E tutto ciò, solo nella prima metà della stagione, che praticamente è consistita nel gioco delle coppie di cui sopra e in qualche scaramuccia in terra inglese, con Floki che s’è trasformato in un’insostenibile macchina moralizzatrice (o pigna in culo), e rompe i coglioni a Ragnar ogni secondo perché invidioso di Athelstan.

La seconda parte viene introdotta dal suddetto Athelstan che, di punto in bianco, decide di tirar fuori Parigi, come meta della successiva razzia. Perché? “Perché ci sono donne così belle che…”
Sì, da non credere.

E quindi tutti i vichinghi vengono trasferiti improvvisamente in Francia, con una serie di stacchi da far paura (nel senso di terrore, da quanto fanno schifo), a assediare una città fortificata di cui sostanzialmente nessuno sa niente.
Quindi zero strategia di guerra che non può che portare a…
Alla catastrofe.

tumblr_ndemfhtNAa1tx77yzo1_500Floki, prima della partenza per Parigi, in un nuovo attacco isterico ha ucciso Athelstan, che siccome si era provvidenzialmente riconvertito alla Croce davanti a tutta Kattegat, stava sul culo a tutti, quindi il suo assassino spera di farla franca in questo modo.
Ma no, perché Ragnar “è paziente” oltre che furbo, e quindi ha capito che è stato Floki (ma va?) e decide di mettere in secondo piano tutto il suo regno e la sua vita stessa e il fatto che stanno per assediare la città più grande e fortificata del mondo occidentale… per dare una lezione al suo amichetto.

◆ IL TUO OBIETTIVO
Spiega, per favore, in una-tre frasi perché, secondo l'estratto, Floki spera di farla franca dopo aver ucciso Athelstan.

(Voci da una fonte di dati)
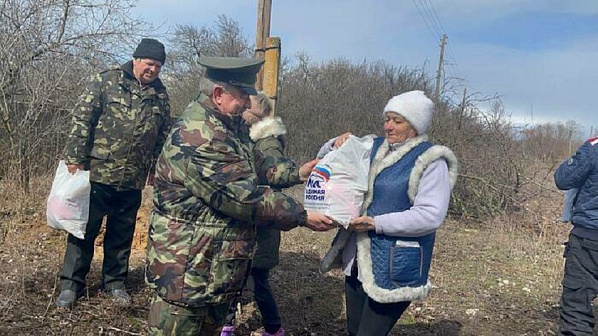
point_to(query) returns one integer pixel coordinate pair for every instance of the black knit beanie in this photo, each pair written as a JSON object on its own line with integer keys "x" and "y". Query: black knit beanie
{"x": 150, "y": 48}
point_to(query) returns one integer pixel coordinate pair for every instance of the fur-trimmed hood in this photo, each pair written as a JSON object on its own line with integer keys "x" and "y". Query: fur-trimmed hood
{"x": 384, "y": 158}
{"x": 270, "y": 126}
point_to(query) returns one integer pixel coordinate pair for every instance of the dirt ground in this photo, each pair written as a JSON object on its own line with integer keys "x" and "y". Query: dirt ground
{"x": 497, "y": 277}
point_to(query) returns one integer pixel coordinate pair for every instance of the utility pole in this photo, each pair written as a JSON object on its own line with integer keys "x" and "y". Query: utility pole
{"x": 440, "y": 64}
{"x": 264, "y": 12}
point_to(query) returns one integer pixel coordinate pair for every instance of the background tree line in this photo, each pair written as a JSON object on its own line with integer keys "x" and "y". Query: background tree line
{"x": 50, "y": 48}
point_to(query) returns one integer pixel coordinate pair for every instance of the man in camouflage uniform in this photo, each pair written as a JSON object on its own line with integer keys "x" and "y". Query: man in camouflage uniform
{"x": 206, "y": 202}
{"x": 119, "y": 127}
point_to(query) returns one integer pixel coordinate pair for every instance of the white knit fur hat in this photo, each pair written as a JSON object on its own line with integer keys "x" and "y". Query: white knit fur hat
{"x": 413, "y": 106}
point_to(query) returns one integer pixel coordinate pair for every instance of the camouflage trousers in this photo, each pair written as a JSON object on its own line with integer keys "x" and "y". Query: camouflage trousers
{"x": 168, "y": 319}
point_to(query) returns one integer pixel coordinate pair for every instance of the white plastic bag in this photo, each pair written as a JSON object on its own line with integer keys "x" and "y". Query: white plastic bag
{"x": 337, "y": 185}
{"x": 68, "y": 204}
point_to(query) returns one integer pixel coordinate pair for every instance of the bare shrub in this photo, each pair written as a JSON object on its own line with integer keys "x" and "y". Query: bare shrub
{"x": 320, "y": 101}
{"x": 48, "y": 49}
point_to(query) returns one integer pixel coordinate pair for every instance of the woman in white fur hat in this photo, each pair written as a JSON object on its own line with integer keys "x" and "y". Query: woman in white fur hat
{"x": 386, "y": 253}
{"x": 268, "y": 134}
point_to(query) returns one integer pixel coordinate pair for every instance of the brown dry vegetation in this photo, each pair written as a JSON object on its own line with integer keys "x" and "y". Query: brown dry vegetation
{"x": 498, "y": 262}
{"x": 496, "y": 277}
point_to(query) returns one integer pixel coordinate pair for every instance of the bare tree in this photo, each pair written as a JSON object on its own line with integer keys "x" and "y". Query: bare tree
{"x": 48, "y": 48}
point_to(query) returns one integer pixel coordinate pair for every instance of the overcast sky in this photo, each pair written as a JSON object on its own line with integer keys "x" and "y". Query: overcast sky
{"x": 540, "y": 56}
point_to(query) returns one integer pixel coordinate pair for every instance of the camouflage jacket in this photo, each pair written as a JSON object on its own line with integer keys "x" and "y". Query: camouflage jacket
{"x": 268, "y": 136}
{"x": 119, "y": 128}
{"x": 206, "y": 200}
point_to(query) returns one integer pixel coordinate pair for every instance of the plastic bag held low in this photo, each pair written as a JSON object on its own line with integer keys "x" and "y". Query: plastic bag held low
{"x": 68, "y": 204}
{"x": 337, "y": 185}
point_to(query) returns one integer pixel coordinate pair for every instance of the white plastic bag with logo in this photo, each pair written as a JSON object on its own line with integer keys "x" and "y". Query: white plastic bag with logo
{"x": 68, "y": 204}
{"x": 337, "y": 185}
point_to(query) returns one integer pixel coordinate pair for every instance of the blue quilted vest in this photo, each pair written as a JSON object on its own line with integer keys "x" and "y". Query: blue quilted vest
{"x": 398, "y": 261}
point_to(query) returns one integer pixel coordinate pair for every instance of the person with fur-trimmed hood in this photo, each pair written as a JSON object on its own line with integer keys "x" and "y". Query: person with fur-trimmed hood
{"x": 268, "y": 135}
{"x": 386, "y": 253}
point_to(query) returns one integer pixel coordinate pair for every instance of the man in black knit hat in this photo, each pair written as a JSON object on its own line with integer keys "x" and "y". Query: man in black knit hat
{"x": 119, "y": 127}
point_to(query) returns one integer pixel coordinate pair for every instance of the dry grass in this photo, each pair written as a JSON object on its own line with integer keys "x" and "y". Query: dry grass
{"x": 498, "y": 277}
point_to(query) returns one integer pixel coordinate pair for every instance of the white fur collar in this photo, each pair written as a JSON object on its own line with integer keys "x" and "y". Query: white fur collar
{"x": 271, "y": 126}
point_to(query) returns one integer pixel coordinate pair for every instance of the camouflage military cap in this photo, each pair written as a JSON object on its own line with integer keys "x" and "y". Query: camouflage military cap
{"x": 236, "y": 71}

◆ SOLUZIONE DEL PROBLEMA
Athelstan si era riconvertito alla Croce davanti a tutta Kattegat e per questo era malvisto da tutti. Floki spera quindi che la sua uccisione resti impunita.